Quoted text ->
- - - - - - -

H1: Web search speed will significantly improve from 2000 to 2010.
H2: Web searching will involve significantly fewer steps to find an answer from 2000 to 2010.
H3: Web searching will produce significantly more correct answers from 2000 to 2010.
H4: Since Web searching is predicted to be faster, more efficient, and more accurate, satisfaction with the search process is predicted to significantly improve from 2000 to 2010.
H5: Since people have had a chance for greater exposure to the Web, it is predicted that Web experience will have a significant interactive impact on performance.
This study involves a comparative analysis of two groups of participants. A purposive sampling technique known as snowballing was used for both groups (Fife-Shaw, 1997). Snowballing involves approaching participants known to the researchers and then (after data collection) requesting them to suggest anyone suitable that they know to build an expanding network of potential participants. Snowballing was used in the 2000 sample in order to get representivity from participants from different age groups and professions. A purposive snowball sampling technique (all participants were volunteers) was used for the 2010 sample in an attempt to match the 2010 and 2000 samples as closely as possible on age, language, gender, and occupation (e.g. student, school children, and type of occupation). The first group of 80 participants was sampled in 2000 and the second, separate group of 80 participants was sampled ten years later in 2010. Since the respondents in 2000 were anonymous it was not possible to trace the exact same participants which would have enabled a longitudinal within-subjects design. The 2010 sample must therefore be considered as a contrast group. A similar replication study design of changes in mental models of computers was used by Oleson et al. (2010) and Sims et al. (2011).
2.1.1 Sample 1
In the 2000 sample there were 21 undergraduate students, 25 postgraduate students, 7 school children, 7 University staff members, 7 IT professionals, 3 other professionals, and 10 semi-professionals (e.g. secretaries, administrators, shop owners, etc.). The students and University staff were drawn from two Universities in close geographical proximity. There were 50 male participants (30 female participants) and a sample mean age of 23.28 years (range: 16--35 years), 51 respondents who spoke English, 25 who spoke an African language from South Africa, and 4 who spoke a language from elsewhere in Africa.
2.1.2 Sample 2
In the 2010 sample there were 21 undergraduate students, 22 postgraduate students, 8 school children, 11 University staff members, 5 IT professionals, 10 other professionals, and 5 semi-professionals. The students and University staff were drawn from the same two Universities as in the 2000 sample. In the 2010 sample there were 48 male participants (32 female participants) and a sample mean age of 25.78 years (range: 14 52 years), 50 respondents who spoke English, 24 who spoke an African language from South Africa, and 6 who spoke a language from elsewhere in Africa.
The two samples were not statistically different on gender ([chi square] = 0.11, p > 0.05), language ([chi square] = 0.202, p > 0.05), occupation ([chi square] = 6.92, p > 0.05), or age (t = 1.94, p > 0.05).

- - - - - - -

Record list ->
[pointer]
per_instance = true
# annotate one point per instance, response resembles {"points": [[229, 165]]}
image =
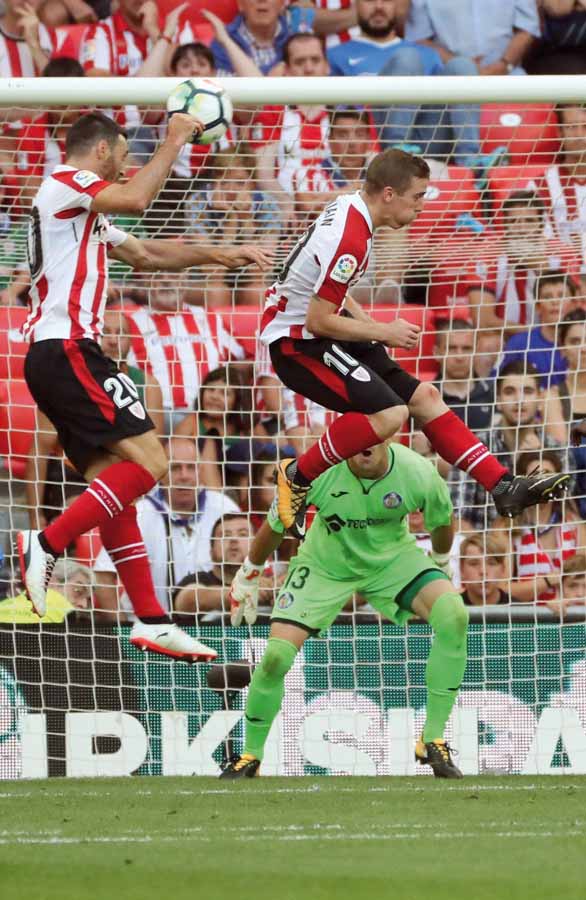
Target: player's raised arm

- - - - - - -

Required work ->
- a) Duplicate the web search study text word for word, starting at "The two samples" and ending at "1.94, p > 0.05).".
- b) Please go on with the web search study text from the point where it stops.
The listing is separate material, unrelated to the web search study text.

Answers to the tasks ->
- a)
The two samples were not statistically different on gender ([chi square] = 0.11, p > 0.05), language ([chi square] = 0.202, p > 0.05), occupation ([chi square] = 6.92, p > 0.05), or age (t = 1.94, p > 0.05).

- b)
The identical procedure was followed for both sampling periods. After informed consent was provided, each participant first completed a biographical and Web experience questionnaire (i.e. self-rated Web experience, length of time in months since starting to use the Web, and number of hours per week using the Web). Each participant was then asked to complete a directed search task while having their search actions recorded by a commercially available onscreen capture software programme. Participants were allowed to choose their preferred browser software as in earlier pilot studies this was found to have an influence on the WSE strategy used. In Sample 1, 31 participants chose Netscape Communicator (version 4.5) and 49 participants chose Microsoft Internet Explorer (IE 5.0). In Sample 2, 77 participants chose Microsoft Explorer (IE 8.0) and 3 participants used Firefox (version 3.6). The directed search task was: "Find Bill Clinton's mother's maiden name". This search task was chosen because it has a single correct answer which would not be immediately obvious to participants. Participants were given a maximum of 15 minutes to complete the task, thereafter the task result was considered to be incorrect and the steps and time were recorded up to this point. After each participant had completed the task the researchers cleared all browsing data (i.e. browsing history, download history, emptying the cache, and so forth) to make sure the next participant could not follow the same search path and returned to the same starting page.
2.3 Measures and analysis
The performance measures were the number of steps, time taken, the correctness of the answer, and satisfaction with the directed search task. These measures were compared (2000 (Sample 1) to 2010 (Sample 2)) using a t-test (Huck, 2004). A step was defined as any action (e.g. entering a search term, going to a previous webpage, clicking on a link or opening a new tab) that participants undertook during the task/s. Time was defined as the recorded length of time that had elapsed from the beginning of the task up until participants indicated that they had completed the task (or until the 15 minutes had elapsed). A chi-squared test was used to assess the accuracy of the answer given by participants comparing Sample 1 to Sample 2. In order to assess the impact of Web experience on the performance measures, an ANCOVA was conducted using Web experience as the covariate. Because correctness of the answer was a dichotomous variable the Web experience variables were converted into dichotomous scales using the median split method. A 2x2x2 chi-squared analysis was then conducted when examining the impact of Web experience on the correctness of the answer across the two time points.
In order to contextualise the results it is first necessary to outline how WSE's were used by participants. In Sample 1 participants used a wide range of different WSE's (16 different WSE's in total) whereas the majority of participants (N=73) in Sample 2 used Google as their preferred WSE (see Table 1) and only 4 different WSE's in total. Participants in Sample 1 frequently used more than one WSE (N=19 used 2 WSE's in the completion of the task; N=1 used 3 WSE's; N=1 used 4 WSE's) in order to crosscheck an answer, to conduct multiple searches simultaneously, or because a WSE did not produce a perceived useful result (see Table 1).
Only 7 participants in Sample 2 used multiple WSE's. In addition, 3 participants in Sample 1 and 2 participants in Sample 2 used other online databases that were not specifically WSE's (N=2 used the online Encyclopedia Britannica and N=1 used the CNN news archive in Sample 1 and N=2 used Wikipedia in Sample 2) but were treated as searchable online databases.
The t-test analyses on the performance measures indicated significant differences (see Table 2), with Sample 2 requiring significantly fewer steps and less time to complete the directed search task, but that satisfaction with the search process was statistically non-significant. Sample 2 was significantly more correct in the answers they provided.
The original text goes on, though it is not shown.